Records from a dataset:
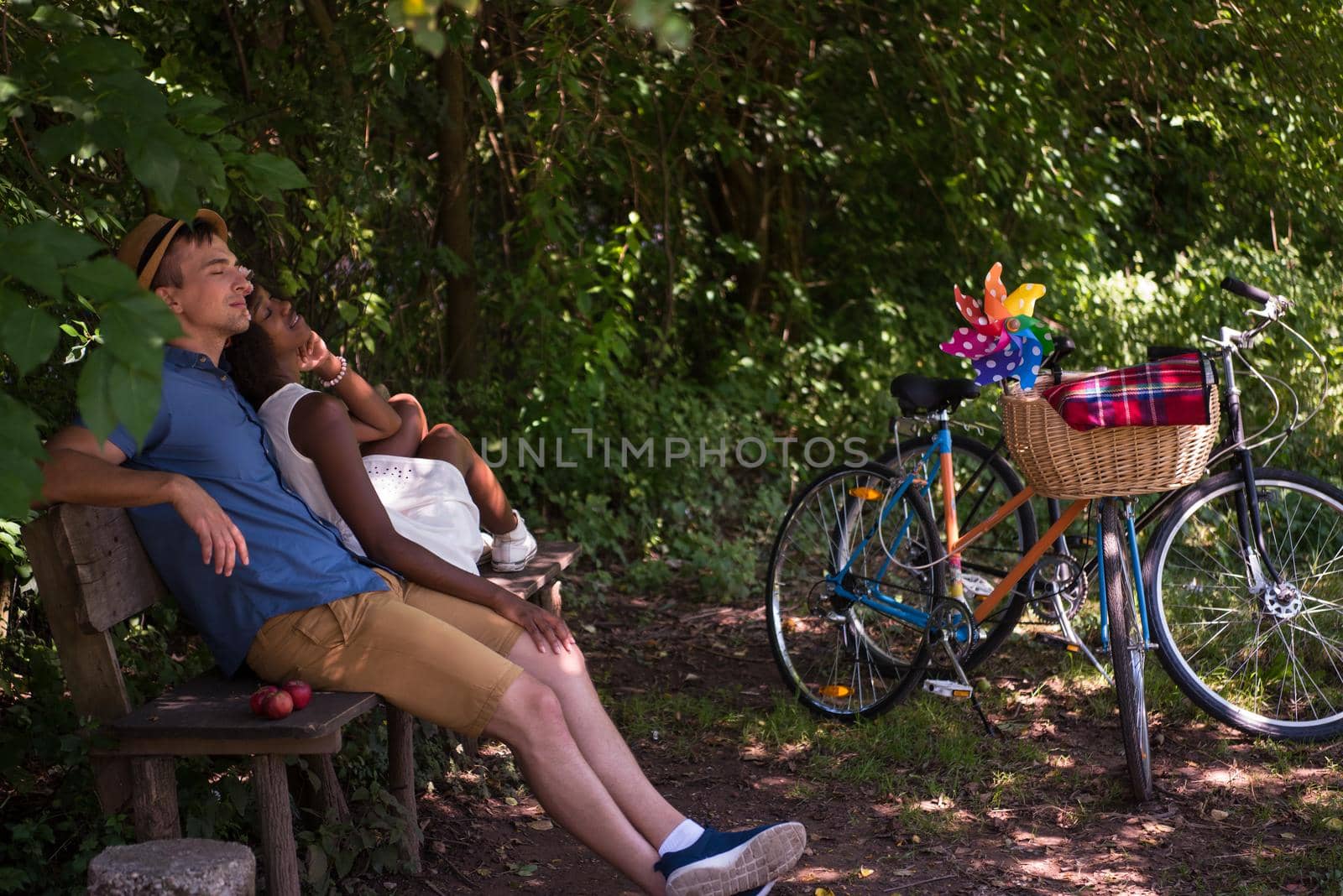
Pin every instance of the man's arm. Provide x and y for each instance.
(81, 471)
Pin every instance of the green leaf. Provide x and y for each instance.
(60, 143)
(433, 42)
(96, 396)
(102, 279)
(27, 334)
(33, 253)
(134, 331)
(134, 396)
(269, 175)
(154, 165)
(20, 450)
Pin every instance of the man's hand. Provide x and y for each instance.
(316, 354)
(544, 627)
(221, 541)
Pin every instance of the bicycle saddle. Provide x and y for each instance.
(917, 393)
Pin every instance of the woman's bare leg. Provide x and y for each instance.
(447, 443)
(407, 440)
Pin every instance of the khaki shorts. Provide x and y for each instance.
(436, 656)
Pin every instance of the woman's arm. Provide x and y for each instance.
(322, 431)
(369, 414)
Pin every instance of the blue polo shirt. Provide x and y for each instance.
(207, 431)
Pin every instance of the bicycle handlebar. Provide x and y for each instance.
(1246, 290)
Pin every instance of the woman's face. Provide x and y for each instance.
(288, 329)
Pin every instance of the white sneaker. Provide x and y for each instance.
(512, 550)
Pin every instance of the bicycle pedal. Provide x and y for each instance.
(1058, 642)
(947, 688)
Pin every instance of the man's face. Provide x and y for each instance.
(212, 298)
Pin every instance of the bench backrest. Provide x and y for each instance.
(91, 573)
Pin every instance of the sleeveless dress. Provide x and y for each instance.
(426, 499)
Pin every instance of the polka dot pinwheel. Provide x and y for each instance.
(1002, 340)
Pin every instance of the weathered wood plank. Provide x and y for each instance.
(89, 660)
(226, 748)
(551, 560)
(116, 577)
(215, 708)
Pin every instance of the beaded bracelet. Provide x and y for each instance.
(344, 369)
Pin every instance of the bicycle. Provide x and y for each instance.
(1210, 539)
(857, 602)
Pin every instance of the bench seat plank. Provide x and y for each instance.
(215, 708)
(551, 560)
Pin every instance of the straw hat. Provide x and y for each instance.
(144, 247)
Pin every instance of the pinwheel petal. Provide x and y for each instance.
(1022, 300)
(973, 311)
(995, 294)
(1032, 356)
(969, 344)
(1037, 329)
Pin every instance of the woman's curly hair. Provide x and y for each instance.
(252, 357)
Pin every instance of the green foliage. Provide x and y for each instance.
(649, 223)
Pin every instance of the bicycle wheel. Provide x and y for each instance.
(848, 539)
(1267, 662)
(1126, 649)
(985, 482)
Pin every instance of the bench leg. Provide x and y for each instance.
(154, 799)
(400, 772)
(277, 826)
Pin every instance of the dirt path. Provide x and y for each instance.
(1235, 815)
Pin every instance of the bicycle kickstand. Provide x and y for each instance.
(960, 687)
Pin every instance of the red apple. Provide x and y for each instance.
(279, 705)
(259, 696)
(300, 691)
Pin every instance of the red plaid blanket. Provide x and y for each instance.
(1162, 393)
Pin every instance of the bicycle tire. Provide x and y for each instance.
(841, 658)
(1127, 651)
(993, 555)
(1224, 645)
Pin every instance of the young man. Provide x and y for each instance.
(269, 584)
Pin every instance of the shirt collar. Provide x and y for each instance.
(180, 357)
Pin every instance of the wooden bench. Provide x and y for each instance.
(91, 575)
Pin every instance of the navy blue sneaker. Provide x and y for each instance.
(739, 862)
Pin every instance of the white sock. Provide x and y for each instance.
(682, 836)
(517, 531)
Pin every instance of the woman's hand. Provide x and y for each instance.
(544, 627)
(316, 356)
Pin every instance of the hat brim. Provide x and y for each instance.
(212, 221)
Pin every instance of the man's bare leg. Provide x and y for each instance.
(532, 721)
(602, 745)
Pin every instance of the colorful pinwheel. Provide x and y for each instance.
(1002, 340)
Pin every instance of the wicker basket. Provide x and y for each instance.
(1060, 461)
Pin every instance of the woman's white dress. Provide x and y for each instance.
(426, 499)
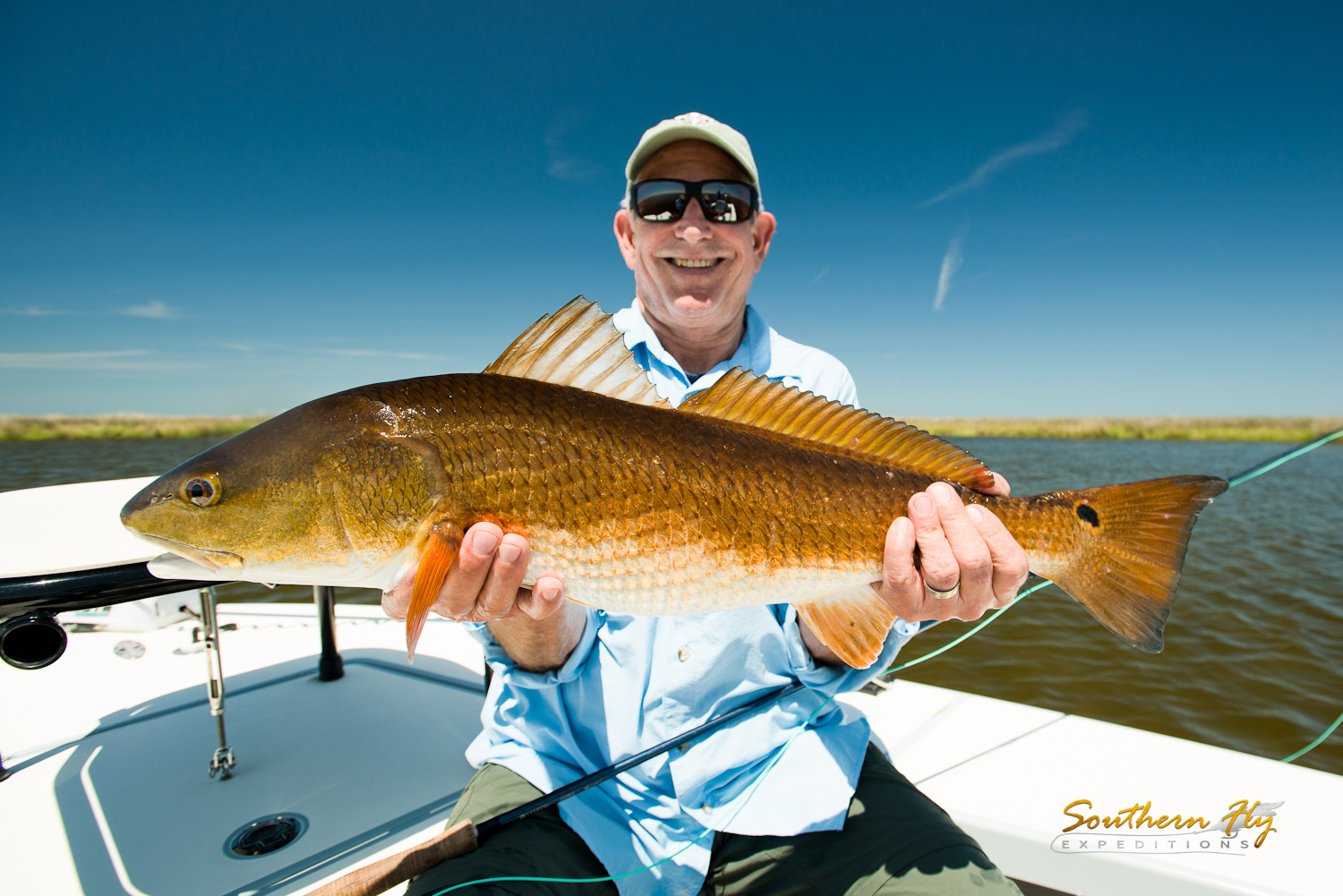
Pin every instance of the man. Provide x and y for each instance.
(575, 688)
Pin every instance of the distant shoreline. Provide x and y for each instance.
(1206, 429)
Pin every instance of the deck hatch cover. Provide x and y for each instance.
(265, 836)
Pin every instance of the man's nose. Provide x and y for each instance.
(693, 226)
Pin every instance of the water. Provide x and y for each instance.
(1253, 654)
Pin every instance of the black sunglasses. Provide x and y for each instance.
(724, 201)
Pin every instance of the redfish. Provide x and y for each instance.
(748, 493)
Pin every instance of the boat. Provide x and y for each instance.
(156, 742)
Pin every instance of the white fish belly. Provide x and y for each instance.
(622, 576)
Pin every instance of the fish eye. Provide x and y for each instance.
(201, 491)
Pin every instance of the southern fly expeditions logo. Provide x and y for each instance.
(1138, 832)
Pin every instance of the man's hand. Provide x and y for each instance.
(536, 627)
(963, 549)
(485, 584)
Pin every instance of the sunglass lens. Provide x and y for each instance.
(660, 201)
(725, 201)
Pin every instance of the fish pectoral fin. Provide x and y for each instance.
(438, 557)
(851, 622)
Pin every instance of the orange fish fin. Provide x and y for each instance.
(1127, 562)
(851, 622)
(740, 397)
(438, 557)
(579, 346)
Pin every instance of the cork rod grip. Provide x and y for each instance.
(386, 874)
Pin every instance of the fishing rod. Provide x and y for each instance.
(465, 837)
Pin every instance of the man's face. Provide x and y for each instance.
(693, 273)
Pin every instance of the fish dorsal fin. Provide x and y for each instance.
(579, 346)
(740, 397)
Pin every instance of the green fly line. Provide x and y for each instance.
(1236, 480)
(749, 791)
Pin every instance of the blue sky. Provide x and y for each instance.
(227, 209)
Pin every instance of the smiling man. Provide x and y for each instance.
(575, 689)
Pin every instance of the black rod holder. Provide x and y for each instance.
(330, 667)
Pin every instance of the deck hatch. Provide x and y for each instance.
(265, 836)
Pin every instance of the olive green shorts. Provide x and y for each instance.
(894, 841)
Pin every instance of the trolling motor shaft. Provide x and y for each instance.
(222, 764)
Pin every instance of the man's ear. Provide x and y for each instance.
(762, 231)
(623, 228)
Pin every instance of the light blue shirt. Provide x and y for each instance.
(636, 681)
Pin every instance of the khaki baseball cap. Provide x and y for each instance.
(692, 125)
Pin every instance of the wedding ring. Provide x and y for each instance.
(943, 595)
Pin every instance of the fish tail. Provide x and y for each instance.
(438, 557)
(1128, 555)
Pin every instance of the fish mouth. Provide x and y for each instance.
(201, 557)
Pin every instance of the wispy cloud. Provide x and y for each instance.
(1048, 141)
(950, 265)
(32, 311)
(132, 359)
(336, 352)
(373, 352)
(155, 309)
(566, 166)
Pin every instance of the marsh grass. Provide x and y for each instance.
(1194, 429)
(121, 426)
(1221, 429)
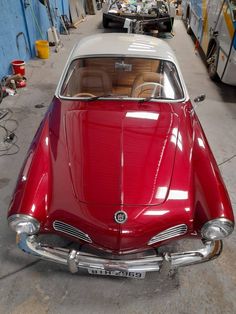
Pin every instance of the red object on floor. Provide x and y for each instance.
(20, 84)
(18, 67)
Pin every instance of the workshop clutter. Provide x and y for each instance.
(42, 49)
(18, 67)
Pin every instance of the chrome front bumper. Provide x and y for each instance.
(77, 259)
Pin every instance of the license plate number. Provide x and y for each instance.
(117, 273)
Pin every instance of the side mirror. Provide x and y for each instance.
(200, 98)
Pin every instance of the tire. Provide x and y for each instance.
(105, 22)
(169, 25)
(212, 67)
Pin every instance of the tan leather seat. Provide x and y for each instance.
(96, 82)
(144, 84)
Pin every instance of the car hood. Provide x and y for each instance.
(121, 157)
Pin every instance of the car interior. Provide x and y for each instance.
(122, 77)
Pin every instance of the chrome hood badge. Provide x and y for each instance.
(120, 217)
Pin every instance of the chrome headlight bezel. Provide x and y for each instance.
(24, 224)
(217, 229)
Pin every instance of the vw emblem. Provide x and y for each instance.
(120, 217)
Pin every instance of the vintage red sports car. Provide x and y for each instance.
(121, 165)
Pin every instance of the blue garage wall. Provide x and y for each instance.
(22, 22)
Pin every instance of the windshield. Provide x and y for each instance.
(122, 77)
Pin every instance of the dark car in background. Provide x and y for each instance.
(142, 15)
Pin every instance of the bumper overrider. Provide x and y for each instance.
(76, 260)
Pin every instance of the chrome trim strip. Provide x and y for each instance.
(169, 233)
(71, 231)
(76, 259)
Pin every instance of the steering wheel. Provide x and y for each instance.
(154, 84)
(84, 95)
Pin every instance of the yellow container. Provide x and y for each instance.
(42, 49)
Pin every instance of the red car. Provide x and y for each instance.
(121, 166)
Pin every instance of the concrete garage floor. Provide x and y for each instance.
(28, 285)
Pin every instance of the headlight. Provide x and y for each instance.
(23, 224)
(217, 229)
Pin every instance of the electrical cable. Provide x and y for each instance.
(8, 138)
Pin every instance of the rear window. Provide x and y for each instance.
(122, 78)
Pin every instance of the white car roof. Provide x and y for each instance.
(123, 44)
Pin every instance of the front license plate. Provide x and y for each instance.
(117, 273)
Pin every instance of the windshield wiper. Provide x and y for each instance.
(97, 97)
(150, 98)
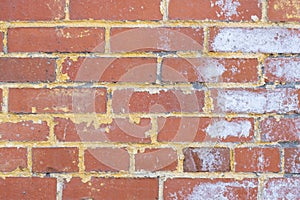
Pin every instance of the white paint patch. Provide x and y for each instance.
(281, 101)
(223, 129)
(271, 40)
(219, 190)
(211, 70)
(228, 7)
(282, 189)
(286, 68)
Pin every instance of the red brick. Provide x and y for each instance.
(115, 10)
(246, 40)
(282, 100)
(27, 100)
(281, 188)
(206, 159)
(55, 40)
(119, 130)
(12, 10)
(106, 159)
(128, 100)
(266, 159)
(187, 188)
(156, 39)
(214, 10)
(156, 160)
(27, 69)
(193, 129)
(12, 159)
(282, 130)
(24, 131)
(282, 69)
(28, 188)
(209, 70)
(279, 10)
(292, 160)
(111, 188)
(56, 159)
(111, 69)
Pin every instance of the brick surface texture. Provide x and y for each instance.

### Work instructions
Everything from the line containing "Pin every instance of the white paint" to the end of the records must be written out exactly; include both of those lines and no others.

### Result
Pin every instance of the white paint patch. Provide x and y for each instance.
(281, 101)
(223, 129)
(271, 40)
(219, 190)
(211, 70)
(228, 7)
(282, 189)
(286, 68)
Pin every instance of the red brick. Provide x and y for each instance.
(115, 10)
(246, 40)
(282, 100)
(27, 100)
(281, 188)
(206, 159)
(55, 40)
(119, 130)
(12, 10)
(106, 159)
(128, 100)
(266, 159)
(187, 188)
(156, 39)
(214, 10)
(156, 160)
(27, 69)
(193, 129)
(12, 159)
(282, 130)
(24, 131)
(282, 69)
(28, 188)
(209, 70)
(279, 10)
(292, 160)
(111, 188)
(56, 159)
(111, 69)
Pin every instance of the brick surface texture. Provide x and y for each instance.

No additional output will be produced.